(Your goal) Reproduce, exactly and in full, the records that follow, minus any pictures.

---------- Records for the exercise

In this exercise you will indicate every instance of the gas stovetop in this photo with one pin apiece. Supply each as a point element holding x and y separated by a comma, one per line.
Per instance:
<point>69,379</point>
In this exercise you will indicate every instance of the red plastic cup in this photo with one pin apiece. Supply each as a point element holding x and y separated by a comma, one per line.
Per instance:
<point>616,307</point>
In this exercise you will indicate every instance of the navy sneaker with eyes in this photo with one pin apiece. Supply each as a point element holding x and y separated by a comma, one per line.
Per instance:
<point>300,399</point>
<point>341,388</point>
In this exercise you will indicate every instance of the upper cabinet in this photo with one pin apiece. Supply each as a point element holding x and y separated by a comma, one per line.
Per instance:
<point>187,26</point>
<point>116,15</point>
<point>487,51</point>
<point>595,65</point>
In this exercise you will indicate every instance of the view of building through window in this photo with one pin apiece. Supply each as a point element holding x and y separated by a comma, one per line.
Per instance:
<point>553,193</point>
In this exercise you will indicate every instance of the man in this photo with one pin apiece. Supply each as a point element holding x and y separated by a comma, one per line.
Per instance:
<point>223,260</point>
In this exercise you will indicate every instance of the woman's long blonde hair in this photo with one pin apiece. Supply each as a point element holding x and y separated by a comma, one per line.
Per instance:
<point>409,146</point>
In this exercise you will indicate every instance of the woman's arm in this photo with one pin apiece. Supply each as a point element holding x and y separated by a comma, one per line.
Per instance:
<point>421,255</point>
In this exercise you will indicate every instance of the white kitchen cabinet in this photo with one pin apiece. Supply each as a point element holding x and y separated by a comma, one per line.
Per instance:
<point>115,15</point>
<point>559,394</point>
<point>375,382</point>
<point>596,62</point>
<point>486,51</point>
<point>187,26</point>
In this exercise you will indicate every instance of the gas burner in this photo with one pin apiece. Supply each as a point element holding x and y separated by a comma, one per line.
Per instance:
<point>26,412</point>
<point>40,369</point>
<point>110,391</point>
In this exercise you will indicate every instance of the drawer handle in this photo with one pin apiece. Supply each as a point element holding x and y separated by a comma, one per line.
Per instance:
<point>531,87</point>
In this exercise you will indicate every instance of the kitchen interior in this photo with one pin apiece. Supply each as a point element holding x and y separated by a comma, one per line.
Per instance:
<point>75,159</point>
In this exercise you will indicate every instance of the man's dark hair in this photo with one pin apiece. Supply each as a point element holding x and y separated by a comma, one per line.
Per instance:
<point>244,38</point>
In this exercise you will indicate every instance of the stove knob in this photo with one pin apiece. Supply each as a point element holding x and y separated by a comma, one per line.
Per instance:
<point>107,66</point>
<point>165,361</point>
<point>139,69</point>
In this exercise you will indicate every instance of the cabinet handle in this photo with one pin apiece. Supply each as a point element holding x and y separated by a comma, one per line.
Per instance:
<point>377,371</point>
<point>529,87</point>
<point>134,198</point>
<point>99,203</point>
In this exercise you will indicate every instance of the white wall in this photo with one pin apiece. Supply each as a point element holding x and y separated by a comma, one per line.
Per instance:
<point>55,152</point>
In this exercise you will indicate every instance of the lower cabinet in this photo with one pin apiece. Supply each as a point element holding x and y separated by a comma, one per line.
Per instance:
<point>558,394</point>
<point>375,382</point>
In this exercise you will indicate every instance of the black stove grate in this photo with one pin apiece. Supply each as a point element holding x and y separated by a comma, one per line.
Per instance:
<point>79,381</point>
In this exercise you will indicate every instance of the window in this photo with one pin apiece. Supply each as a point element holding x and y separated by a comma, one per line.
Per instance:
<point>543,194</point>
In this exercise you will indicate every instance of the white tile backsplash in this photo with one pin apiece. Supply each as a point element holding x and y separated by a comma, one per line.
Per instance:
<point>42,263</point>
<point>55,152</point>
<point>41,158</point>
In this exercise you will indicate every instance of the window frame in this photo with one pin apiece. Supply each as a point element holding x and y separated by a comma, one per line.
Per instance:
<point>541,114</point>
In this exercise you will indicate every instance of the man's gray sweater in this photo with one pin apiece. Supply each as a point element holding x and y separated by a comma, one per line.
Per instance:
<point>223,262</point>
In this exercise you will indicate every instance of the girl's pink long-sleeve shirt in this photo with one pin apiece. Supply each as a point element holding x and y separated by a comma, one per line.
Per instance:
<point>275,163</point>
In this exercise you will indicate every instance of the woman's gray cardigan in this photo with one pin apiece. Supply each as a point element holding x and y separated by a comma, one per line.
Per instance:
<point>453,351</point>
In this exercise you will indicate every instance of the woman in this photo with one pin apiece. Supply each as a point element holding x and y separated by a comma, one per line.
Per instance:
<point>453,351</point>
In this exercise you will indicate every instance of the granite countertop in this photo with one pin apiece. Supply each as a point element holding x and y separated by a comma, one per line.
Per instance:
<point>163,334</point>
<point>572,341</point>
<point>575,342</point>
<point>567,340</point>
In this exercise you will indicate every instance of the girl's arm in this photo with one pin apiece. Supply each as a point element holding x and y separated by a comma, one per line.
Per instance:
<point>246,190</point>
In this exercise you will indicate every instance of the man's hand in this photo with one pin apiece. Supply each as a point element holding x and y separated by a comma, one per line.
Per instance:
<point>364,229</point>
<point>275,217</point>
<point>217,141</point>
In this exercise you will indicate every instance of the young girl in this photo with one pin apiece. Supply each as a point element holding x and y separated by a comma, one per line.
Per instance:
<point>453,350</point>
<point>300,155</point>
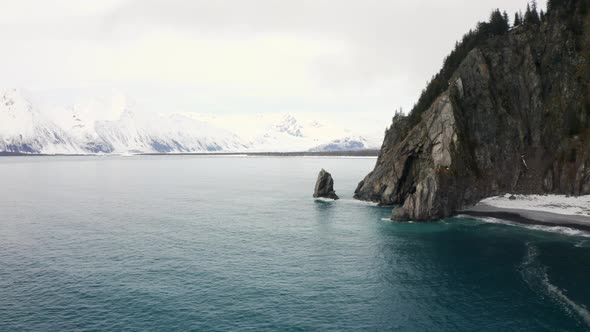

--------------------

(Exercise output)
In this exercise you will indicate every instance of the gas stovetop in this photo with one pin apiece. Supply each as a point element holding x and y separated by a comma, one per line.
Per instance:
<point>69,379</point>
In this exercise you will indicate every instance of the red plastic cup in this photo with one pin apiece. Supply each as a point element holding x and y separated by a comma, one per line.
Per instance:
<point>616,307</point>
In this exercise you will indicate every instance of the navy sneaker with eyes in this photo with one pin apiece. Supply each as a point element holding x and y separated by a comma, one per line.
Per instance:
<point>300,399</point>
<point>341,388</point>
In this exercise you will indicate every instance of the upper cabinet in this photo with one pin apiece. Supply each as a point element holding x and y separated by a comma, one per line.
Per instance:
<point>187,26</point>
<point>116,15</point>
<point>487,51</point>
<point>595,65</point>
In this exercise you will indicate every instance of the view of building through window in this photo with one pin apiece. Supply each as a point element holding x and y separated by a comma, one per line.
Per instance:
<point>553,193</point>
In this exercise you will indicate every instance of the man in this photo with one pin apiece. Supply each as a point element holding x and y separated by a comma, one per line.
Per instance:
<point>223,260</point>
In this exercise you will indicate every instance of the woman's long blonde hair in this photo with one pin apiece. Supply each as a point element holding x and y separated by a comma, one per line.
Per instance:
<point>409,146</point>
In this exercise you will indicate every instance of the woman's arm in this photo with one pin apiece. Supply each as a point element holding x and y separated by a comma, one per line.
Per instance:
<point>421,255</point>
In this exercise you will indicate every instance of the white kitchen cabinet in this photo with one pin apiece. Supply each as a point element holding x and y separated by a comma, one per line.
Per instance:
<point>115,15</point>
<point>559,394</point>
<point>375,382</point>
<point>596,62</point>
<point>486,51</point>
<point>187,26</point>
In this exercise you will indicate every instance of the gas burner in this photo with one pin apiece. Supply each as a point element holding x and y separated by a comma, one per line.
Per instance:
<point>26,412</point>
<point>40,369</point>
<point>110,391</point>
In this exercise you will indicate every instance of the drawer handle in this photo with one pin apiece. Supply each as a point element holding x and y separated by a comma, one per line.
Per instance:
<point>531,87</point>
In this exercise you will indicate every instance of the kitchen interior in this photo with one pin apiece. Supply each as a point element holding x and y separated by a comma, one per line.
Per instance:
<point>75,159</point>
In this exercise you will indicate every instance of the man's dark hair in this photo with one pin apiece. Supply each as a point element holding x and y separated by a comma, one per line.
Per instance:
<point>244,38</point>
In this exercise you will indicate every instance of the stove knob in this photo with one pin apiece. Supply each as a point element holding x and y separated by a comma, one per line.
Per instance:
<point>107,66</point>
<point>165,361</point>
<point>139,69</point>
In this exercise you will indicate every instance of the cabinet handle in this photo with one pin apiece. Supply each as a point element holding x and y separated by a comma, one per line.
Per instance:
<point>377,371</point>
<point>529,87</point>
<point>134,198</point>
<point>99,203</point>
In this exercise you will indicate every instance of the white wall in this photo with one pin apiece. Supply each as a point element holding x and y separated by a comma, one per line.
Per instance:
<point>55,152</point>
In this exercise you will indicate every instance of the lower cabinet in this photo with one pin apiece. Supply each as a point element holding x and y separated by a comma, one per line.
Per instance:
<point>558,394</point>
<point>375,382</point>
In this exercise you will indicate every instance of the black stove grate in this photo with one pin apiece. Supply each as a point element holding x and y separated by a comma, one per line.
Per instance:
<point>79,381</point>
In this exercise you will indicate every instance of the window in this photo with one pin apiece. Supply each as a point element holding x and y separated by a comma, one per line.
Per instance:
<point>543,194</point>
In this exercise you will indicate every instance of the white tile backsplash in this photo with one pin apiece. Supply each as a point element holding x and y separated by a comma, one per line.
Per instance:
<point>42,263</point>
<point>55,152</point>
<point>41,158</point>
In this exercise you will indicate every instance of the window frame in this photo with one pin apiece. Supply each as a point element holding x and y separated by a comma, one per line.
Per instance:
<point>541,114</point>
In this exercise you will indicate every instance of the man's gray sweater in this photo with one pin apiece. Supply each as a point element holding x and y separated by a comma, one per line.
Per instance:
<point>223,262</point>
In this exercise you will indicate every instance of the girl's pink long-sleeve shirt in this photo with one pin apiece. Supply each as a point element holding x and y separated by a comma, one per line.
Per instance:
<point>275,163</point>
In this exercise you will indicate every instance of the woman's gray cardigan in this photo with one pin apiece. Supply each as a point element holding x and y separated by a comma, one per line.
Per instance:
<point>453,351</point>
In this exercise you will indicate every instance of the woman in this photo with one pin apiece. Supply each as a point element holding x and y separated by a comma, one per line.
Per instance:
<point>453,351</point>
In this exercise you will indicate every instance of the granite countertop in this photo with one pin apiece. Supply each as a point element holding x and y separated by a comma, one per line.
Per instance:
<point>163,334</point>
<point>572,341</point>
<point>575,342</point>
<point>567,340</point>
In this exercise you will indicate every instance of the girl's arm in this photo with one pin apiece. Supply each as a point element holding x and y separated by a comma, one per line.
Per instance:
<point>246,190</point>
In this exercise you will indicate every instance of the man's hand in this photo with one pin apiece. Supply each as a point element holding x and y separated by a comma, one per line.
Per instance:
<point>364,229</point>
<point>275,217</point>
<point>217,141</point>
In this exercise you will indicate every instance of the young girl in this photo with one pin apiece. Supply each as a point element holding x and y separated by a comma, one per line.
Per instance:
<point>453,350</point>
<point>300,155</point>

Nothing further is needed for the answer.